§ REQUEST:
Please gather every line below that contains the string "front" and copy each one out. Case counts.

§ Data records:
--------------------------------

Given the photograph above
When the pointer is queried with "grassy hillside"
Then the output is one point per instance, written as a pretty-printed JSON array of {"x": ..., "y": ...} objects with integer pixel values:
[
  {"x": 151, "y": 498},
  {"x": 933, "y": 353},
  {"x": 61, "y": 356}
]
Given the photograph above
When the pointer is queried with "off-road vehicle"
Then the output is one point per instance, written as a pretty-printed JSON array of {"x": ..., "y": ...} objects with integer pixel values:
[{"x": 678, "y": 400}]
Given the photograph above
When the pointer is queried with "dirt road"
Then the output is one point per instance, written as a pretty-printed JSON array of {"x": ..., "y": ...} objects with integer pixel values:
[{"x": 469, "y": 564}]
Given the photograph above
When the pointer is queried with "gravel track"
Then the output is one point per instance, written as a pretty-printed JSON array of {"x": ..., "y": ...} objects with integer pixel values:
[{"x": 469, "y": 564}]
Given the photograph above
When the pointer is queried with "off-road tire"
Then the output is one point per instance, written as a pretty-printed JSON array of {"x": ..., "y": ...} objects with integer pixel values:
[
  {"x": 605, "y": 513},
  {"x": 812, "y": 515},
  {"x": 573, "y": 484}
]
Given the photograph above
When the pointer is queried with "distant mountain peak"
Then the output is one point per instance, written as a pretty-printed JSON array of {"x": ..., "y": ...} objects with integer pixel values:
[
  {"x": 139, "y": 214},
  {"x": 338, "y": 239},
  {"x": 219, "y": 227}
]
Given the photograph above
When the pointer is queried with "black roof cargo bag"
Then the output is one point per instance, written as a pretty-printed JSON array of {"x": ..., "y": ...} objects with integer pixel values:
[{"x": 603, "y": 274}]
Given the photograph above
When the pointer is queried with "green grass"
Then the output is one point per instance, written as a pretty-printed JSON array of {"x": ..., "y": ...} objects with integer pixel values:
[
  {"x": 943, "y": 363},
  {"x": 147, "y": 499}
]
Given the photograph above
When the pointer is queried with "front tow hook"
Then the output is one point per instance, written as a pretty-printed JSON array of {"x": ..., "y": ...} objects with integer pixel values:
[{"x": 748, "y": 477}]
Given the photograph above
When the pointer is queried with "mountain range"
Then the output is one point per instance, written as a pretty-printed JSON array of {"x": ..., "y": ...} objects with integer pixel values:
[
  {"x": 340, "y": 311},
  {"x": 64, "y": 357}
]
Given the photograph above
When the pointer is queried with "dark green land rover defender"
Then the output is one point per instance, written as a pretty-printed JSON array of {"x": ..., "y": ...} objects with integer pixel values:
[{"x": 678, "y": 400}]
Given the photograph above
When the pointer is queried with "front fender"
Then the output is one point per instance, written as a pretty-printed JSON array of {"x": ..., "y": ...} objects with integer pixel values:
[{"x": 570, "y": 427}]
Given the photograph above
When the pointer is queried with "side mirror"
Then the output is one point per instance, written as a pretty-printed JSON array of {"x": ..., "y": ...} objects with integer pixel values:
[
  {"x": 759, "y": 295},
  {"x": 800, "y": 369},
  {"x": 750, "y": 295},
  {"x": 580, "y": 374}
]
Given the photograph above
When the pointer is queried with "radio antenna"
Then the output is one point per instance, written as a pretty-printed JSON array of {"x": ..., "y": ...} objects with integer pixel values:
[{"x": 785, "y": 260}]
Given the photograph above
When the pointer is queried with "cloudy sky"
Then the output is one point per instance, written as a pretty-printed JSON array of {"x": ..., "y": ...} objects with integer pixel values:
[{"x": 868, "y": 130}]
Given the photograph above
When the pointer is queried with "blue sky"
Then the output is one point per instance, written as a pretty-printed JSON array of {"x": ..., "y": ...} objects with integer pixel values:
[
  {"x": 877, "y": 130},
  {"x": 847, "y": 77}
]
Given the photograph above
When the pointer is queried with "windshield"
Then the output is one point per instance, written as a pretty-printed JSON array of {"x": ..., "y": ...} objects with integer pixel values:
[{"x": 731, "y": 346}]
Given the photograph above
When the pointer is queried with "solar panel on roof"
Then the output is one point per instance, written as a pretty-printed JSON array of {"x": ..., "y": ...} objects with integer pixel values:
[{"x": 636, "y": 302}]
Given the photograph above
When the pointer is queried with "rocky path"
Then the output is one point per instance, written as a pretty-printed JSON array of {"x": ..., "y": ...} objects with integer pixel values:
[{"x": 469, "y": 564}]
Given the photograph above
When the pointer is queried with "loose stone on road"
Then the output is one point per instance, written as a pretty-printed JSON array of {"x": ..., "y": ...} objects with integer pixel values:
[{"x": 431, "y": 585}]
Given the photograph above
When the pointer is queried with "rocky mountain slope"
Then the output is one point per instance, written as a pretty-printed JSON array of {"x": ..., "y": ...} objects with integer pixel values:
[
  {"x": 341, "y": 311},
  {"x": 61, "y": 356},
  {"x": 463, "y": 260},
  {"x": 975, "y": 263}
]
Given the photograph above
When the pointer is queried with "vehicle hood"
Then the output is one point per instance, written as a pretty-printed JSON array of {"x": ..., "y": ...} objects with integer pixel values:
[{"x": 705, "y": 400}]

--------------------------------

§ SOLVED PROBLEM:
When the pointer is queried with "front tow hook"
When the pointer is queried with "front fender"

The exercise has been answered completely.